* **AUSGEWÄHLTER TEXT**:
● ● ● ●

8. Verpflegungsbeiträge: keine Geschwisterermäßigung, keine Vergleichbarkeit

Die Praxis, keine Geschwisterermäßigung bei Verpflegungskosten zu gewähren, benachteiligt insbesondere kinderreiche Familien. Zudem unterscheidet sich das tatsächliche Verpflegungsangebot (es wird nicht in allen Einrichtungen täglich das Frühstück gestellt) bisher stark zwischen den Einrichtungen der Stadt – die Kosten hingegen sind gleich. Eine Familie kann sich ihre Kita faktisch nicht aussuchen und wird somit zur Zahlung eines Pauschalbetrags verpflichtet, der in vielen Fällen nicht dem tatsächlichen Leistungsumfang entspricht. Dies ist sozial ungerecht.


9. Ermäßigungen in besonderen Lebenslagen: ersatzlos gestrichen

Während im Beteiligungsverfahren noch ein Modell zur Unterstützung in besonderen Lebenslagen – etwa Alleinerziehende oder Familien von Kindern mit Behinderung - in Aussicht gestellt wurde, wurde dieser Punkt inzwischen ersatzlos gestrichen. Die vorgeschlagenen Verfahren waren ohnehin verwaltungsaufwendig, unklar und wenig wirksam. Wir fordern daher ein vereinfachtes, transparentes System, das die tatsächlichen Mehrkosten solcher Lebenslagen berücksichtigt – inklusive eines vollständigen Beitragserlasses für Kinder mit Pflegegrad und Pflegekinder.

● ● ● ●

* **ARBEITSAUFTRÄGE**:
**1.** Schreib den Text zu den Kita-Beiträgen neu, und zwar alles von "Während im Beteiligungsverfahren" bis hinunter zu "Pflegegrad und Pflegekinder.". Setz dabei überall "Anhörungsverfahren" statt "Beteiligungsverfahren" ein.
**2.** Für welche zwei Gruppen fordert der Text zu den Kita-Beiträgen einen vollständigen Beitragserlass?
**3.** Führe den Text zu den Kita-Beiträgen dort weiter, wo er aufhört.
Das Material wird hier nicht gebraucht.

● ● ● ●

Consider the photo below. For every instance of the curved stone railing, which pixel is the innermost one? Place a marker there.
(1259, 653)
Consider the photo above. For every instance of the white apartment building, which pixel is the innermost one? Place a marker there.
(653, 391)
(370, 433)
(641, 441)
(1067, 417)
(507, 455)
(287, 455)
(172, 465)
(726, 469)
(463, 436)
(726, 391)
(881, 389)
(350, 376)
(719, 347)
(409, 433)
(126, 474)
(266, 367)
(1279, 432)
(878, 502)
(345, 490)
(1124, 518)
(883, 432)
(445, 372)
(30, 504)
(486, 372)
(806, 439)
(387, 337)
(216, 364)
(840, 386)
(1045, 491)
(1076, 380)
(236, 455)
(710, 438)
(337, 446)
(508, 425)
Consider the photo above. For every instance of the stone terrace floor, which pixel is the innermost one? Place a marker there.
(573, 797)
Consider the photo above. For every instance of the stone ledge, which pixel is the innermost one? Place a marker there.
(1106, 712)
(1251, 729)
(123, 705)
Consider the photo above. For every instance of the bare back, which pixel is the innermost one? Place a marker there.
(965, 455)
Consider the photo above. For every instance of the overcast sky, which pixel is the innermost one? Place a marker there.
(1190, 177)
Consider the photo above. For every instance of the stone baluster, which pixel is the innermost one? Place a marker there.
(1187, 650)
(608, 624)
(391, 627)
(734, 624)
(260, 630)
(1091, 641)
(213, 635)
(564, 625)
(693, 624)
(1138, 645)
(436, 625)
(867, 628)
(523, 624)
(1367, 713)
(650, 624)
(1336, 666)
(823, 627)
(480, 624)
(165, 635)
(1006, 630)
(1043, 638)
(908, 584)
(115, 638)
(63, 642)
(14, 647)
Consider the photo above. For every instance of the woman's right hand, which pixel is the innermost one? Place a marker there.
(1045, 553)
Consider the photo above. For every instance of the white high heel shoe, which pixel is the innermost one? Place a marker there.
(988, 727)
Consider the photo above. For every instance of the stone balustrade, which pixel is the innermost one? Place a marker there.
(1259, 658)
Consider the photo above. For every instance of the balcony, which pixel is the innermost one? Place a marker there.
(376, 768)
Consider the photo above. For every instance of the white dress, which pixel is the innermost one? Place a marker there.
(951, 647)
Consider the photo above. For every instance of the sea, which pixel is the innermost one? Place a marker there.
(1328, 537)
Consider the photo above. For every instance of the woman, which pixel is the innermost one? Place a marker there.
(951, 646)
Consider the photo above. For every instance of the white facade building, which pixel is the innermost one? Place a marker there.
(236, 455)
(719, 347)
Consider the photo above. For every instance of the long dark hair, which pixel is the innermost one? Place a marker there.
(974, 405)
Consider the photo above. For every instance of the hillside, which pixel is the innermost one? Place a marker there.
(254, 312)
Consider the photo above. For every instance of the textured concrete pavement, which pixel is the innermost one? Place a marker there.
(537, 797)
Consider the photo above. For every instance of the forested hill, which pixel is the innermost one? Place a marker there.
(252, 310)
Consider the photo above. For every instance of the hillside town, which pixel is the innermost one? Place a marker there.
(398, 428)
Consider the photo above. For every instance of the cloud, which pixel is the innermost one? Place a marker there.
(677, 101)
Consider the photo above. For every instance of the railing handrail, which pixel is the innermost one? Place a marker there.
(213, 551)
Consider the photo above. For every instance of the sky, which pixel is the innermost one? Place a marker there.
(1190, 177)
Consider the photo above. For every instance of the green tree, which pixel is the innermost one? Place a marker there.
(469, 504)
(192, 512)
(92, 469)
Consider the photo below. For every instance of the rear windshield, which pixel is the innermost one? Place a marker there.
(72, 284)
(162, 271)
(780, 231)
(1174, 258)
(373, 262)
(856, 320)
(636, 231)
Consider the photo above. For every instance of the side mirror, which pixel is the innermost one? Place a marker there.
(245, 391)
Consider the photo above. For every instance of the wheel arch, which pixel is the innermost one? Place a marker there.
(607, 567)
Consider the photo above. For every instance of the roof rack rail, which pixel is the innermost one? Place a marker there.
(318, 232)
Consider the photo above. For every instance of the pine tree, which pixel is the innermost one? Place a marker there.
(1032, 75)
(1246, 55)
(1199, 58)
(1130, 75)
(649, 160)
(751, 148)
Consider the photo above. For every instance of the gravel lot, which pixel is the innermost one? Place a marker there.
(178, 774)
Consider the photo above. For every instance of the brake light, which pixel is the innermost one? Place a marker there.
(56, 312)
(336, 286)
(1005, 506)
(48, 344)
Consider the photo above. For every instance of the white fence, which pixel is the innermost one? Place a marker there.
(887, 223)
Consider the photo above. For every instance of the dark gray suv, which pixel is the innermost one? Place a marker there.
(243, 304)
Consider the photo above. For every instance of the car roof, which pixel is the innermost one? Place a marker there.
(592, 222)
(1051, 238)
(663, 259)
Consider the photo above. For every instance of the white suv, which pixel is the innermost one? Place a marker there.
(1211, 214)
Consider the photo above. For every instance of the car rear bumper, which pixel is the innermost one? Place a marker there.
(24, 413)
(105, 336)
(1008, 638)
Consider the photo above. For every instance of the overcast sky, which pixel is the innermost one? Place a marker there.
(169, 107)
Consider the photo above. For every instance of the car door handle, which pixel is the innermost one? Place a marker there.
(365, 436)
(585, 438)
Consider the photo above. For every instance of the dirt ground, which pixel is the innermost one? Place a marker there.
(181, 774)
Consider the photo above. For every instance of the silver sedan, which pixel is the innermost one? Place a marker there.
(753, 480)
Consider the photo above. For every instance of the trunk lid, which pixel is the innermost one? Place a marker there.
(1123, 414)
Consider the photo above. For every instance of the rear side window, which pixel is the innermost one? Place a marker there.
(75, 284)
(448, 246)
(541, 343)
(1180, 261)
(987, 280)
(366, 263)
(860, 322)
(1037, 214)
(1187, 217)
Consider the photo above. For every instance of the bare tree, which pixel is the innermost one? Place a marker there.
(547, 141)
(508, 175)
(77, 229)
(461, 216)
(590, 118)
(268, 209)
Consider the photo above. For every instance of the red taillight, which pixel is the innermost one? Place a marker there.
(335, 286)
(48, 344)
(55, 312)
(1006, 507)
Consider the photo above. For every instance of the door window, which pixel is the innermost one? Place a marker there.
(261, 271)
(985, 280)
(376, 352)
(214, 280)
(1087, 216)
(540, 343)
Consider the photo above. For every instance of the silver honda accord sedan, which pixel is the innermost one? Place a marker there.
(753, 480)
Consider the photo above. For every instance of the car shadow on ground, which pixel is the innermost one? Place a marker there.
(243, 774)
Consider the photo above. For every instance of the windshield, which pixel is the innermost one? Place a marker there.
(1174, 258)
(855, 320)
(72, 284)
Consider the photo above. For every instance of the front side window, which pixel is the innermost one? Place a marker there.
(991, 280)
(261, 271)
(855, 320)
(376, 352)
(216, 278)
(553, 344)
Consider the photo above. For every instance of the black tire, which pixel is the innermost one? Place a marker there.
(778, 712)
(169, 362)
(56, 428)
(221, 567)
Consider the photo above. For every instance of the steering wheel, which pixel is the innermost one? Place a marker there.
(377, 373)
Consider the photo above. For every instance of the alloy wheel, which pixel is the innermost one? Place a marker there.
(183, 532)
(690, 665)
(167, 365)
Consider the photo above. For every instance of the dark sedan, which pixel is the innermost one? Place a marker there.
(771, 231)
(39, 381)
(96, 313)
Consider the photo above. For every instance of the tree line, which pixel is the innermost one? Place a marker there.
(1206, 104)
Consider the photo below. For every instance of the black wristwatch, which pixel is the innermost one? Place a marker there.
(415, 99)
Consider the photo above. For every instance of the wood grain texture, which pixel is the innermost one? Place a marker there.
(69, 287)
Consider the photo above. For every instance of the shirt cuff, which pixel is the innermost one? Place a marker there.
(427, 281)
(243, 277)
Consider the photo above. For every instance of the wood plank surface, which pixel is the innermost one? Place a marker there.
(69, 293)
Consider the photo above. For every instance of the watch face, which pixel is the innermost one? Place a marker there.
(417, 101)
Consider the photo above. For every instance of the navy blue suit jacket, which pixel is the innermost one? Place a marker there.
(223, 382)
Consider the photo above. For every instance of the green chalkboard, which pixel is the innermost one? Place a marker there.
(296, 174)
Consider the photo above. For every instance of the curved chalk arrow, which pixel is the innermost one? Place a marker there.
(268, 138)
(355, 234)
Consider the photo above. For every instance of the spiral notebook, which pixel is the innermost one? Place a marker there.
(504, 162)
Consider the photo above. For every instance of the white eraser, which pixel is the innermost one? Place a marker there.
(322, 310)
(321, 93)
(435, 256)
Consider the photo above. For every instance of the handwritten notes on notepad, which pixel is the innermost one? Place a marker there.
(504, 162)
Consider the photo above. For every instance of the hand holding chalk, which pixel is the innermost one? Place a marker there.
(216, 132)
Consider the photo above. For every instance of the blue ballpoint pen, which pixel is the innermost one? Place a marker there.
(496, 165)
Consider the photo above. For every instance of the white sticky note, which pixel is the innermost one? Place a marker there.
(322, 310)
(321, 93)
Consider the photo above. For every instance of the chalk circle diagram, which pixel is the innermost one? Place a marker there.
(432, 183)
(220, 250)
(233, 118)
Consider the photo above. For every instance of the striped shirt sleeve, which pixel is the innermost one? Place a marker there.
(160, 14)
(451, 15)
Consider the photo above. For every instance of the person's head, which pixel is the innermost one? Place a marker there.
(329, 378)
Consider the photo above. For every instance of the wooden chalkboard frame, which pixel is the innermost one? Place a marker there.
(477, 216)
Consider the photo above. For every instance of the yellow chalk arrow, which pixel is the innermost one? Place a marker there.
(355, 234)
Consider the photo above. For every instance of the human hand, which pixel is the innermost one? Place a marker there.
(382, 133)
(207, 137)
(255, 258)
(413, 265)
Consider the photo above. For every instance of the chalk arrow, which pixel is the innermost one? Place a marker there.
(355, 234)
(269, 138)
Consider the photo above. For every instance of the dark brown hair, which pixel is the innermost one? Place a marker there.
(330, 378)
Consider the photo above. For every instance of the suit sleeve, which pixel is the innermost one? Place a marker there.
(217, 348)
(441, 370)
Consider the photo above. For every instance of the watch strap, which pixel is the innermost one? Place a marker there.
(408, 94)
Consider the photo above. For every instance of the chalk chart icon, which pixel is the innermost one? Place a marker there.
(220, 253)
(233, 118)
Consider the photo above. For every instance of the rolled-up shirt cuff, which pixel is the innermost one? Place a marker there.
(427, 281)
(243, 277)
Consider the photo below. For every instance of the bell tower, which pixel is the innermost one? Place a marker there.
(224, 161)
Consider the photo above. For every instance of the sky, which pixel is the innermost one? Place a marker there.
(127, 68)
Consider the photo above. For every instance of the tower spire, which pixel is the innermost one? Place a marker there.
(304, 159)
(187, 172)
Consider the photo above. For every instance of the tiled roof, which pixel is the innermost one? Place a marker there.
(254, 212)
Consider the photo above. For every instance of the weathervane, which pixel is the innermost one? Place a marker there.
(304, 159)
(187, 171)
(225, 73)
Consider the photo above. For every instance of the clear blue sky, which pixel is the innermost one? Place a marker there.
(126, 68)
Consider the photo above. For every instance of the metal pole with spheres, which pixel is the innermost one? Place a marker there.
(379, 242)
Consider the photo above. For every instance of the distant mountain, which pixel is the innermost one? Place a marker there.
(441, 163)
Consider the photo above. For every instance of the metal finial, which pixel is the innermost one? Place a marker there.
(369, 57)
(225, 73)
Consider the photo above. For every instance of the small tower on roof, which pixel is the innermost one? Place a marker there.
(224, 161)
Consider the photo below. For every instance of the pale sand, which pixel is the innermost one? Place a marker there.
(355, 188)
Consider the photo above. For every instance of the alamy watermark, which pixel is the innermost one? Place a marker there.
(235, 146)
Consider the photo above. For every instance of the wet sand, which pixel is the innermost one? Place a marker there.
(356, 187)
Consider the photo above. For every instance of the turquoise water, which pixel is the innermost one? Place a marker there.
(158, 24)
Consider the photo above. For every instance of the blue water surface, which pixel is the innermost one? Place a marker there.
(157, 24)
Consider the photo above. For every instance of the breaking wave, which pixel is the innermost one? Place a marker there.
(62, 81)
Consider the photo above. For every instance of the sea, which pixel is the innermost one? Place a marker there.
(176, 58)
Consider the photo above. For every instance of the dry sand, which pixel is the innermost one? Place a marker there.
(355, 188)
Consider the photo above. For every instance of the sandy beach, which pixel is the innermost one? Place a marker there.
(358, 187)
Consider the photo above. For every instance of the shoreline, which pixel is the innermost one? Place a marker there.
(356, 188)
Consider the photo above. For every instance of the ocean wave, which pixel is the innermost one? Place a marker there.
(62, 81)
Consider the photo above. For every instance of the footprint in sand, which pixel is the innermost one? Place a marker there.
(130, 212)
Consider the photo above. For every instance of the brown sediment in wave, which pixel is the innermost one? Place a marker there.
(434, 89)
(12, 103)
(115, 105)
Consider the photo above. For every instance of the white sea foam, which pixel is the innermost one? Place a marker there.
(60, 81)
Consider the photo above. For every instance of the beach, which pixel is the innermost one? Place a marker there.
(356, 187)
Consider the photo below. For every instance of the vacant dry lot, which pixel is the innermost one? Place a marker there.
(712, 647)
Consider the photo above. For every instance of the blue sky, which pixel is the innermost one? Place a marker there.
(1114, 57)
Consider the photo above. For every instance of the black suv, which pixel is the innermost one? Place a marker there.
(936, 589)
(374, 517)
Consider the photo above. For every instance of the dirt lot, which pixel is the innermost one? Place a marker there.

● ● ● ●

* **ERGEBNISSE JE AUFGABE**:
**1.**
Während im Anhörungsverfahren noch ein Modell zur Unterstützung in besonderen Lebenslagen – etwa Alleinerziehende oder Familien von Kindern mit Behinderung - in Aussicht gestellt wurde, wurde dieser Punkt inzwischen ersatzlos gestrichen. Die vorgeschlagenen Verfahren waren ohnehin verwaltungsaufwendig, unklar und wenig wirksam. Wir fordern daher ein vereinfachtes, transparentes System, das die tatsächlichen Mehrkosten solcher Lebenslagen berücksichtigt – inklusive eines vollständigen Beitragserlasses für Kinder mit Pflegegrad und Pflegekinder.

**2.** Für Kinder mit Pflegegrad und für Pflegekinder.

**3.**
10. Nichterstattung des Betreuungsausfalls

Bisher wurde Eltern, für die die Betreuung ihrer Kinder zum Beispiel durch Personalmangel ausfiel, die Kosten der Betreuung erstattet, sofern der zu erstattende Betrag insgesamt über 2 Euro lag. Zukünftig soll eine Rückerstattung erst dann erfolgen, wenn der zu erstattende Betrag wöchentlich über 2 Euro beträgt. Dies bedeutet, dass Eltern, die über mehrere Wochen hintereinander einen Ausfall der Betreuung von  einem Gegenwert unter 2 Euro/pro Woche hatten, diese Kosten nicht erstattet bekommen würden, auch wenn diese in Summe zum Beispiel 20 Euro betragen. Dies ist nicht hinzunehmen.

11. Fazit und Forderungen

Die neue Entgeltsatzung und die dazugehörige Entgeltordnung führen nicht – wie ursprünglich beabsichtigt und versprochen – zu einer spürbaren und gerechten Entlastung, sondern belasten viele Lübecker Familien zusätzlich. Sie verschärfen bestehende Ungleichheiten und erschweren die Vereinbarkeit von Familie und Beruf.

Wir fordern daher:

  • Die vollständige Verwendung der zusätzlichen 1,3 Mio. € zur Senkung des Beitragsdeckels auf unter 4,60 € pro Wochenstunde.
  • Eine faire und transparente Geschwisterermäßigung auch bei den Verpflegungskosten.
  • Die Beitragsbefreiung für Kinder mit Pflegegrad und Pflegekinder.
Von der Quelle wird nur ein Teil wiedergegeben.